**INSTRUCTION**. State how many lines of the listing below contain the string "sign". Give only the number.

* START INFORMATION PROVIDED *

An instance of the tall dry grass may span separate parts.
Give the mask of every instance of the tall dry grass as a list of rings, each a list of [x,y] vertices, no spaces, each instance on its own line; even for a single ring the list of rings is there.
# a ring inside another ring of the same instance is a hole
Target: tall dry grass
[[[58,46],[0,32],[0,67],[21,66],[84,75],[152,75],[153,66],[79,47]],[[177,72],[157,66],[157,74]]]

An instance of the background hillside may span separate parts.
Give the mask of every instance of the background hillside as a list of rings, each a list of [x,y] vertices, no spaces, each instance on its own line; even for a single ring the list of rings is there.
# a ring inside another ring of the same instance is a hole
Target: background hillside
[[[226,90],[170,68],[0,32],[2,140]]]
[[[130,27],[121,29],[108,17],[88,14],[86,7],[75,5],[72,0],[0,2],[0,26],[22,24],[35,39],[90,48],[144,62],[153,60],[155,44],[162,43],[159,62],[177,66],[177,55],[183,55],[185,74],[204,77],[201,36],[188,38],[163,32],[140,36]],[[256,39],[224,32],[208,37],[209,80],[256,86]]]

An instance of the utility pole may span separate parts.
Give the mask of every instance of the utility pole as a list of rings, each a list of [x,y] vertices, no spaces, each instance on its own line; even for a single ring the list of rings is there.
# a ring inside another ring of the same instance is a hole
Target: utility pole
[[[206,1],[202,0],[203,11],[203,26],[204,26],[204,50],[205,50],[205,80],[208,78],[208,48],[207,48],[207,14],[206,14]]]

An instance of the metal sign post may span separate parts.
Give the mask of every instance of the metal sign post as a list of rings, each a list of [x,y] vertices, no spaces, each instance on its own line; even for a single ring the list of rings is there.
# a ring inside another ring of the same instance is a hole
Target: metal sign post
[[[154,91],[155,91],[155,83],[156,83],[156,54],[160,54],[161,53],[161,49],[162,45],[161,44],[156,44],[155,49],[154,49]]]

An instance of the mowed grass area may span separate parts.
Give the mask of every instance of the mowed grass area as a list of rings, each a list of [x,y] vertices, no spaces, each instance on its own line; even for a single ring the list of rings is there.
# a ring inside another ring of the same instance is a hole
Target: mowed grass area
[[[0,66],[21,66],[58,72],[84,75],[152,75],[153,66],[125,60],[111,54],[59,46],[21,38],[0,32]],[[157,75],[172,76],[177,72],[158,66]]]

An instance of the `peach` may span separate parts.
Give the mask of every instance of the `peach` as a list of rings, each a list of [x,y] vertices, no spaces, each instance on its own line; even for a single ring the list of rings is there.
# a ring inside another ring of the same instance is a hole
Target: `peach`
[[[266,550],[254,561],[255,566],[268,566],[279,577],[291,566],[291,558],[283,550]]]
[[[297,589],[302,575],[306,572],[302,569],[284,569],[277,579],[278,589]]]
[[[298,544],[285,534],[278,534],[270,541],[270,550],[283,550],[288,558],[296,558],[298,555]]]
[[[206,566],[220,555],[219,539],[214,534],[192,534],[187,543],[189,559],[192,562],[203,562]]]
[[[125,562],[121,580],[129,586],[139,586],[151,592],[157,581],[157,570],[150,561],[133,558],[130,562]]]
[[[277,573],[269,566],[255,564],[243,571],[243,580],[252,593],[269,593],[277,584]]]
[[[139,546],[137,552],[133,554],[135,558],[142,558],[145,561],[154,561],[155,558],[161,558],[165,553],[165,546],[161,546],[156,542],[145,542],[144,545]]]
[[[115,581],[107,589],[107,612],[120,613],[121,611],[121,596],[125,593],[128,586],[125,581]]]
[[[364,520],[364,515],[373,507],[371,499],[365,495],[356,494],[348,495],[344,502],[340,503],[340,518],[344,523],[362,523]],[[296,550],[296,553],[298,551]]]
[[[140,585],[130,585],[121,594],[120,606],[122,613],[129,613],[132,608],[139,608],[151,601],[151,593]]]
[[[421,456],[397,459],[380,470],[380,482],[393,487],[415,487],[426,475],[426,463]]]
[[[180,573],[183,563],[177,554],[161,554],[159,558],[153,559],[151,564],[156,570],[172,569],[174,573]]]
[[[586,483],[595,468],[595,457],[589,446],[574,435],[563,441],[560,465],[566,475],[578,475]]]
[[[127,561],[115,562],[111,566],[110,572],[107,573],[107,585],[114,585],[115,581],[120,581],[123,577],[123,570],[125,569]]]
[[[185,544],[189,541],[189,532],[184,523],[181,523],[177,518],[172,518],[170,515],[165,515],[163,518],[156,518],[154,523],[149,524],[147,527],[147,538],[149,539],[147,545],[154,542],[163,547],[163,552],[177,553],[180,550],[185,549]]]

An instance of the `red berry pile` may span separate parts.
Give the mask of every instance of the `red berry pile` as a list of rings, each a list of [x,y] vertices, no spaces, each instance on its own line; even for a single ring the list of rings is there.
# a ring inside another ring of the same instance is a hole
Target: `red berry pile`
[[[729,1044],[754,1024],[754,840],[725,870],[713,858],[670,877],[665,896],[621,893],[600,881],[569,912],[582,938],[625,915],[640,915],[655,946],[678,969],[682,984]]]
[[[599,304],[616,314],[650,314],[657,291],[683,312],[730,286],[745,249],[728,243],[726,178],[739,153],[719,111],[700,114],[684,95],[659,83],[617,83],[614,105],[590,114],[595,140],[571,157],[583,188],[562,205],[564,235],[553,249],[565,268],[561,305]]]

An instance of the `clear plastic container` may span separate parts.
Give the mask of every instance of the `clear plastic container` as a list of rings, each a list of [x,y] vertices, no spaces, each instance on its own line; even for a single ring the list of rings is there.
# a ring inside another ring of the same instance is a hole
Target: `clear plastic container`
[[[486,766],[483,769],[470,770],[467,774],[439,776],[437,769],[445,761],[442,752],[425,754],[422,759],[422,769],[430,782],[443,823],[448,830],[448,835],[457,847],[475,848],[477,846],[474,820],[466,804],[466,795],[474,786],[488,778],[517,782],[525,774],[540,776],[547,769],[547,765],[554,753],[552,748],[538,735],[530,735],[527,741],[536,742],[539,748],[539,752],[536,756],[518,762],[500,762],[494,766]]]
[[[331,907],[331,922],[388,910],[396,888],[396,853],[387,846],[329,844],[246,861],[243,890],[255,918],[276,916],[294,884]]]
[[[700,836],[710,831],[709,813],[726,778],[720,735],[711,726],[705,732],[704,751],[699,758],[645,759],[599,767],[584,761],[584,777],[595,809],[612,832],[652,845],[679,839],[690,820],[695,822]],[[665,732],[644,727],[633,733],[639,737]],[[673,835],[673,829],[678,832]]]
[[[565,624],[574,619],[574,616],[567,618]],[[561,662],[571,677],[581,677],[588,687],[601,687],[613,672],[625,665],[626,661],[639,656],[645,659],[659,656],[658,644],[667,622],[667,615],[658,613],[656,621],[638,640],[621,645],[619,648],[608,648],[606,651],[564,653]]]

* END INFORMATION PROVIDED *

**FINAL RESULT**. 3